> [提示文書]
══════════
エネルギー政策対日審査2003 http://www.oecdtokyo.org/theme/ene/2003/20031118japan.html
OECD Tokyoの『エネルギー』の『エネルギー政策対日審査』の中のページ。『要約及び勧告の日本語版』など。
2003年IEA対日詳細審査
結論及び勧告の要約
要 約
- 1.1999 年の前回詳細審査以来、日本のエネルギー政策における主要な前進は、電力市場における部分的な自由化、ガス市場自由化における新たな進展、京都議定書の批准と議定書における目標達成のための強化された政策パッケージである。しかし、「3つのE(エネルギーセキュリティ、経済効率、環境)」のバランスを図ることについては、なお努力が必要である。
══════════
> [ポインティングデータセットのエントリ]

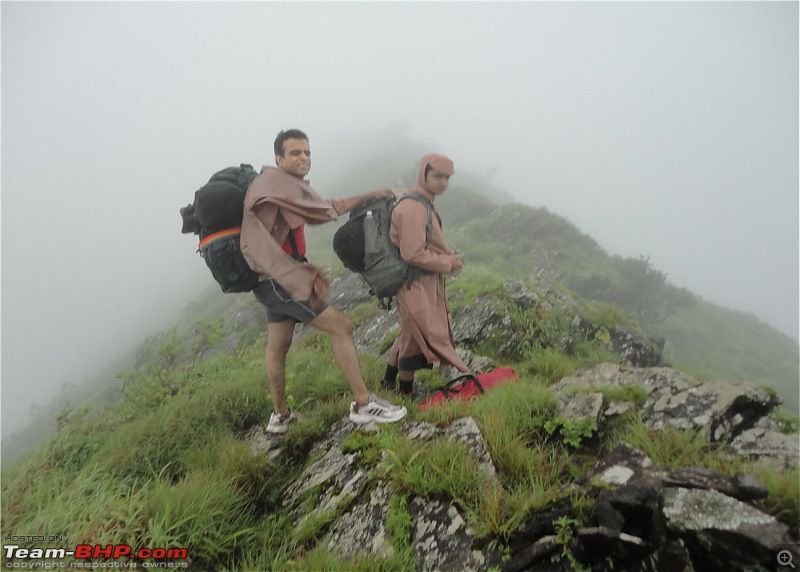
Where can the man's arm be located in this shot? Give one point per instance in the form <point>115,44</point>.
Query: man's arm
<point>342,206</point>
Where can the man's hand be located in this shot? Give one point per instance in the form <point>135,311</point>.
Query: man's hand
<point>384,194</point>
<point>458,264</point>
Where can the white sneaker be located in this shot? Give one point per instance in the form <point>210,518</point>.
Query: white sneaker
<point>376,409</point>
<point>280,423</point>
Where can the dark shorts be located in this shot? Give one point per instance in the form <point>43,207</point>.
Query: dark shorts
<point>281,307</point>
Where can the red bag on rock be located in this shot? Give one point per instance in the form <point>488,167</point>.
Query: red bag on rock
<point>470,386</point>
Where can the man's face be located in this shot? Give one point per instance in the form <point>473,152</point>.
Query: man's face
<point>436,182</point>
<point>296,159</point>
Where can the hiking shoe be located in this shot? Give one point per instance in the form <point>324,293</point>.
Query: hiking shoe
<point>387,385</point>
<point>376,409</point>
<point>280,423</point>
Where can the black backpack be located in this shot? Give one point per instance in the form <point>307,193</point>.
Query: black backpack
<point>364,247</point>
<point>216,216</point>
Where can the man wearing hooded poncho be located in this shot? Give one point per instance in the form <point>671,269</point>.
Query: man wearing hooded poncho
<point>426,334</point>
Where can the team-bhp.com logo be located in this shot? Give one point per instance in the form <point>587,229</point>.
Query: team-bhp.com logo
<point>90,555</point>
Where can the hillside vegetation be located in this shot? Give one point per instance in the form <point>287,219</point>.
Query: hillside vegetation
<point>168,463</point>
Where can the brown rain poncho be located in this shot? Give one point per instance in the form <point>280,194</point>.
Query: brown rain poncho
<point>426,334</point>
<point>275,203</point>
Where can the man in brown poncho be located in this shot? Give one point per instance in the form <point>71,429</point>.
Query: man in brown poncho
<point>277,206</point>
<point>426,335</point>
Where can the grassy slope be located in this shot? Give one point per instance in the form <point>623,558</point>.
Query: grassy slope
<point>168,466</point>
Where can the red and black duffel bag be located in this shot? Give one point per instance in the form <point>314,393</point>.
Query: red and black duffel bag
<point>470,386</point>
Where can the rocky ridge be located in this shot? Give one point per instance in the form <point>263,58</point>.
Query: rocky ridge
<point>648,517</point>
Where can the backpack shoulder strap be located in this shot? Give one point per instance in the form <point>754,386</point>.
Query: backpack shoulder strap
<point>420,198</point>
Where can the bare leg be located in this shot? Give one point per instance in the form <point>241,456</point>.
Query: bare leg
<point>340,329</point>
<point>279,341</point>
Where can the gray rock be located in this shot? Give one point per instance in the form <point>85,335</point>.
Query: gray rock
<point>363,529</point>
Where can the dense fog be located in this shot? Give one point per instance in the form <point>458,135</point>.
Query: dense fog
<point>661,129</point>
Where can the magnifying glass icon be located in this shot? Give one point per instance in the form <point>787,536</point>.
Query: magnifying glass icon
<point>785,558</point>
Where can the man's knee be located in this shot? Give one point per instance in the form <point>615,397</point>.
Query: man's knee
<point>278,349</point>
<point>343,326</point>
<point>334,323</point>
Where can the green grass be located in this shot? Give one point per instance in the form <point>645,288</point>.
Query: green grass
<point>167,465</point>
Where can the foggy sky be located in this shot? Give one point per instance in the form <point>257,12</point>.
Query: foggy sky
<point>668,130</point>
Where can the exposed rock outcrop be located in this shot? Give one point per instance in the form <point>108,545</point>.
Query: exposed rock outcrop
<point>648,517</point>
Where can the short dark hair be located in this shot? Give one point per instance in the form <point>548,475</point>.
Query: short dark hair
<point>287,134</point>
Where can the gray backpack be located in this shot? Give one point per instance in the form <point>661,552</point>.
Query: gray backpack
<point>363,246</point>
══════════
> [課題内容]
次の記述(a)〜(c)が提示文書の内容と一致するかどうかを「はい」または「いいえ」で答え、判断の根拠となる文書中の語句をそのまま引用してください。(a) 前回の詳細審査は1999年に実施された。(b) 日本の電力市場は完全に自由化された。(c) 「3つのE」のバランスはすでに十分に図られている。 解答にあたっては、提示文書のみを根拠としてください。

> [本問の解答]
(a) はい。「1999 年の前回詳細審査以来」
(b) いいえ。「電力市場における部分的な自由化」
(c) いいえ。「なお努力が必要である」